**Excerpt provided**

--- --- ---

Check public mysql, load if not present and recheck:

hgsql -h genome-centdb -Ne "SELECT * FROM liftOverChain WHERE fromDb = '$db' OR toDb = '$db'" hgcentral 

Example: hgsql -h genome-centdb -Ne "SELECT * FROM liftOverChain WHERE fromDb = 'manPen1' OR toDb = 'manPen1'" hgcentral

hgsql -h genome-centdb -e "LOAD DATA LOCAL INFILE 'chain.dev' INTO TABLE liftOverChain" hgcentral

RR: checkMetaData

After completing copyHgcentral steps, run checkMetaData.csh $db

  • This checks that all of the metadata is the same on hgcentraltest, hgcentralbeta, and hgcentral.
  • Run this script in a temporary folder or hive; it creates some comparison files that can be deleted after the check.


RR: Check all tracks on the RR

Check your track on the RR. Check that searches work (if not, you probably need to push the hgFindSpec_public table). Also check that all default tracks still display. If you filled in the "Release Log URL" field in the push queue, check the next day to be sure that the link from the release log works as expected.

Beta: Turn on GenBank updates

  • Once your assembly is listed in align.dbs, turn on GenBank updates on the rr before 4:30 p.m.
  • Add the new assembly to ~/kent/src/hg/makeDb/genbank/etc/rr.dbs in alphabetical order.
  • Be sure to save, git add, git commit, and git push the file.

--- --- ---

**Required work**
a. According to the release checklist, by what time of day should GenBank updates be turned on on the rr?
b. Write out the release checklist starting at "Example: hgsql -h" and ending at "after the check.", swapping "temporary folder" for "scratch directory".

**Source data**
--- --- ---

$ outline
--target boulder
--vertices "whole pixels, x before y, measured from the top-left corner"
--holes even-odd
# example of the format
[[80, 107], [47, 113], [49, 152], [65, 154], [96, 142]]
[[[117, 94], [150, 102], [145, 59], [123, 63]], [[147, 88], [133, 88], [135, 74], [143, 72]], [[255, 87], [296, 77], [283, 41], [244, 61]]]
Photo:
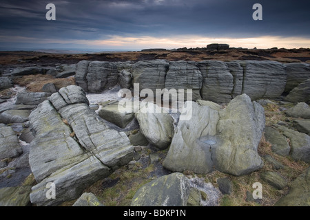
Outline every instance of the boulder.
[[[152, 103], [148, 105], [148, 107], [153, 106]], [[169, 146], [174, 131], [174, 119], [169, 113], [139, 112], [136, 113], [136, 119], [140, 131], [149, 143], [161, 150]]]
[[218, 184], [218, 188], [223, 195], [231, 195], [233, 192], [233, 184], [228, 178], [218, 178], [216, 179]]
[[285, 112], [289, 116], [310, 119], [310, 107], [304, 102], [299, 102]]
[[272, 151], [281, 156], [288, 156], [291, 147], [287, 142], [287, 138], [283, 136], [277, 129], [271, 126], [265, 128], [265, 138], [266, 141], [271, 144]]
[[[310, 73], [309, 73], [310, 77]], [[310, 102], [310, 79], [299, 84], [293, 88], [285, 97], [285, 100], [291, 102]]]
[[277, 190], [282, 190], [287, 186], [287, 181], [276, 172], [264, 172], [260, 174], [260, 178]]
[[304, 63], [287, 63], [285, 92], [289, 92], [310, 78], [310, 65]]
[[46, 74], [51, 75], [53, 76], [56, 76], [56, 75], [57, 75], [58, 74], [59, 74], [59, 72], [57, 70], [56, 70], [55, 69], [50, 69], [46, 72]]
[[290, 184], [287, 195], [280, 199], [275, 206], [309, 206], [310, 168], [308, 168]]
[[113, 123], [120, 128], [125, 129], [134, 119], [134, 113], [122, 112], [118, 110], [118, 102], [114, 102], [103, 107], [99, 111], [99, 116], [107, 121]]
[[257, 148], [265, 124], [264, 108], [246, 94], [236, 97], [220, 111], [212, 145], [216, 168], [234, 175], [248, 174], [263, 166]]
[[58, 89], [56, 88], [54, 83], [48, 82], [43, 86], [42, 91], [46, 93], [53, 94], [56, 92]]
[[30, 203], [31, 186], [0, 188], [0, 206], [26, 206]]
[[46, 92], [21, 92], [17, 94], [16, 104], [37, 105], [48, 100], [51, 95]]
[[213, 170], [210, 148], [218, 141], [215, 135], [218, 113], [201, 102], [187, 102], [185, 107], [190, 104], [192, 118], [183, 120], [181, 114], [163, 165], [172, 171], [207, 173]]
[[291, 157], [295, 160], [301, 160], [310, 163], [310, 136], [282, 125], [275, 126], [285, 136], [289, 138], [291, 146]]
[[104, 206], [92, 192], [84, 192], [72, 206]]
[[180, 173], [161, 177], [144, 185], [134, 195], [132, 206], [185, 206], [189, 181]]
[[299, 132], [304, 133], [310, 135], [310, 120], [296, 119], [293, 121], [293, 126]]
[[[30, 116], [36, 133], [29, 163], [38, 184], [32, 203], [55, 206], [79, 197], [85, 186], [107, 177], [132, 160], [133, 146], [125, 133], [110, 129], [88, 106], [82, 88], [71, 85], [54, 94]], [[48, 183], [56, 198], [45, 197]]]
[[18, 157], [22, 152], [13, 129], [2, 124], [0, 127], [0, 160]]
[[169, 63], [163, 60], [143, 60], [134, 63], [131, 72], [133, 83], [139, 83], [139, 89], [150, 89], [155, 94], [156, 89], [165, 88]]

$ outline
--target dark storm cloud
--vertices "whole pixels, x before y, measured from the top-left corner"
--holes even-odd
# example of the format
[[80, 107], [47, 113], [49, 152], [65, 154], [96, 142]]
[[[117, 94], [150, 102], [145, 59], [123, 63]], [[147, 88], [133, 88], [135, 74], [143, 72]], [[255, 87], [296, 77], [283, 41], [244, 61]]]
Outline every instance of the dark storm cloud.
[[[45, 6], [56, 6], [56, 21]], [[263, 20], [252, 19], [262, 5]], [[0, 35], [104, 39], [111, 35], [310, 36], [310, 2], [258, 0], [1, 1]]]

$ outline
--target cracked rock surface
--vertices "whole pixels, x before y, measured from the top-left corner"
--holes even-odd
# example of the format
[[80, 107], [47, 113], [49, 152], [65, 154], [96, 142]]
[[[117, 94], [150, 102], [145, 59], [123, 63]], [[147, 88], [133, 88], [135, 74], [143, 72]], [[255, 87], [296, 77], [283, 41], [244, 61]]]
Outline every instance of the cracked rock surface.
[[[37, 182], [30, 199], [55, 206], [79, 197], [85, 186], [108, 176], [132, 160], [133, 146], [123, 133], [110, 129], [89, 107], [83, 89], [72, 85], [52, 95], [30, 116], [36, 132], [29, 162]], [[48, 199], [52, 182], [56, 198]]]

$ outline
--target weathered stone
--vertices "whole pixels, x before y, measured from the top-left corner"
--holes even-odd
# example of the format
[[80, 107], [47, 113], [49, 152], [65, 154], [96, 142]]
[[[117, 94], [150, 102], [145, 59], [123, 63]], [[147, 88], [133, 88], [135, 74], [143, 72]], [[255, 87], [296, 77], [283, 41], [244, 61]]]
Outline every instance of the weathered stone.
[[180, 173], [163, 176], [144, 185], [132, 198], [132, 206], [185, 206], [189, 182]]
[[[192, 89], [192, 100], [201, 99], [200, 90], [203, 83], [203, 76], [195, 62], [171, 62], [165, 78], [165, 88]], [[185, 98], [186, 96], [185, 96]]]
[[262, 173], [260, 178], [278, 190], [282, 190], [287, 186], [287, 181], [276, 172]]
[[215, 167], [241, 175], [263, 166], [257, 148], [265, 124], [264, 109], [246, 94], [232, 100], [220, 111], [217, 142], [211, 146]]
[[285, 65], [275, 61], [240, 61], [243, 67], [242, 94], [252, 100], [274, 98], [284, 91], [287, 74]]
[[75, 69], [71, 69], [68, 71], [64, 71], [60, 73], [58, 73], [57, 75], [55, 76], [56, 78], [67, 78], [69, 76], [72, 76], [75, 75]]
[[48, 72], [46, 72], [47, 75], [51, 75], [53, 76], [56, 76], [58, 74], [59, 74], [59, 72], [55, 69], [50, 69]]
[[90, 63], [90, 60], [82, 60], [79, 62], [75, 74], [75, 82], [76, 85], [82, 87], [85, 91], [88, 91], [87, 75]]
[[104, 206], [92, 192], [84, 192], [72, 206]]
[[129, 89], [132, 87], [132, 74], [126, 69], [123, 71], [119, 74], [118, 83], [122, 88]]
[[[153, 106], [148, 103], [148, 107]], [[165, 149], [174, 135], [174, 119], [167, 113], [143, 113], [136, 114], [140, 131], [149, 141], [160, 149]]]
[[16, 157], [23, 152], [15, 133], [10, 126], [0, 127], [0, 160]]
[[216, 143], [216, 124], [219, 117], [217, 111], [196, 102], [192, 104], [192, 118], [183, 120], [181, 114], [170, 148], [163, 165], [172, 171], [193, 170], [196, 173], [207, 173], [213, 170], [210, 148]]
[[76, 103], [90, 104], [84, 90], [76, 85], [69, 85], [60, 89], [58, 93], [54, 93], [50, 96], [50, 101], [57, 111], [68, 104]]
[[278, 162], [276, 159], [269, 155], [264, 156], [264, 159], [266, 160], [266, 162], [271, 164], [273, 168], [276, 170], [284, 168], [285, 167], [283, 164]]
[[46, 92], [21, 92], [17, 94], [15, 104], [39, 104], [46, 100], [50, 94], [50, 93]]
[[293, 118], [310, 119], [310, 107], [304, 102], [299, 102], [293, 107], [287, 109], [286, 114]]
[[118, 109], [118, 102], [103, 107], [99, 111], [101, 118], [113, 123], [120, 128], [125, 129], [126, 126], [134, 119], [134, 113], [122, 112]]
[[[309, 73], [310, 77], [310, 73]], [[285, 97], [285, 100], [291, 102], [310, 102], [310, 79], [299, 84]]]
[[233, 192], [233, 184], [231, 181], [227, 178], [218, 178], [216, 179], [216, 182], [218, 184], [218, 188], [223, 195], [231, 194]]
[[280, 199], [275, 206], [310, 206], [310, 168], [308, 168], [290, 184], [287, 195]]
[[234, 77], [234, 88], [231, 91], [231, 97], [236, 98], [241, 95], [243, 86], [243, 67], [238, 61], [231, 61], [226, 63], [230, 74]]
[[138, 61], [132, 65], [133, 83], [139, 83], [139, 89], [165, 88], [166, 73], [169, 63], [166, 60]]
[[287, 74], [285, 92], [289, 92], [310, 78], [310, 65], [304, 63], [293, 63], [286, 65]]
[[0, 77], [0, 90], [11, 88], [13, 87], [13, 81], [10, 77]]
[[22, 123], [28, 120], [30, 110], [7, 110], [0, 114], [0, 123]]
[[200, 192], [196, 188], [191, 188], [187, 206], [200, 206], [201, 199]]
[[301, 160], [310, 163], [310, 136], [303, 133], [288, 129], [284, 126], [275, 125], [291, 142], [291, 157], [295, 160]]
[[[29, 162], [38, 182], [32, 187], [32, 203], [54, 206], [74, 199], [85, 186], [132, 160], [127, 137], [110, 129], [88, 104], [81, 87], [68, 86], [30, 114], [36, 137]], [[56, 187], [54, 199], [45, 197], [49, 182]]]
[[265, 128], [265, 138], [266, 141], [271, 144], [272, 151], [282, 156], [288, 156], [291, 148], [283, 136], [278, 130], [271, 126]]
[[136, 133], [131, 133], [129, 135], [130, 143], [134, 146], [147, 146], [149, 144], [149, 142], [143, 135], [141, 131], [138, 131]]
[[14, 76], [45, 74], [50, 69], [50, 67], [17, 67], [15, 68], [10, 74]]
[[117, 84], [117, 66], [113, 63], [92, 61], [88, 65], [86, 80], [89, 92], [98, 93]]
[[203, 75], [200, 90], [203, 99], [217, 103], [229, 102], [232, 98], [234, 76], [227, 64], [211, 60], [199, 62], [198, 65]]
[[26, 206], [30, 192], [30, 186], [0, 188], [0, 206]]
[[309, 119], [296, 119], [293, 121], [293, 126], [299, 132], [304, 133], [310, 135], [310, 120]]
[[53, 94], [54, 92], [56, 92], [58, 89], [56, 88], [55, 85], [54, 83], [48, 82], [43, 86], [42, 91], [43, 92]]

--- --- ---

**List of answers**
a. Before 4:30 p.m.

b.
Example: hgsql -h genome-centdb -Ne "SELECT * FROM liftOverChain WHERE fromDb = 'manPen1' OR toDb = 'manPen1'" hgcentral

hgsql -h genome-centdb -e "LOAD DATA LOCAL INFILE 'chain.dev' INTO TABLE liftOverChain" hgcentral

RR: checkMetaData

After completing copyHgcentral steps, run checkMetaData.csh $db

  • This checks that all of the metadata is the same on hgcentraltest, hgcentralbeta, and hgcentral.
  • Run this script in a scratch directory or hive; it creates some comparison files that can be deleted after the check.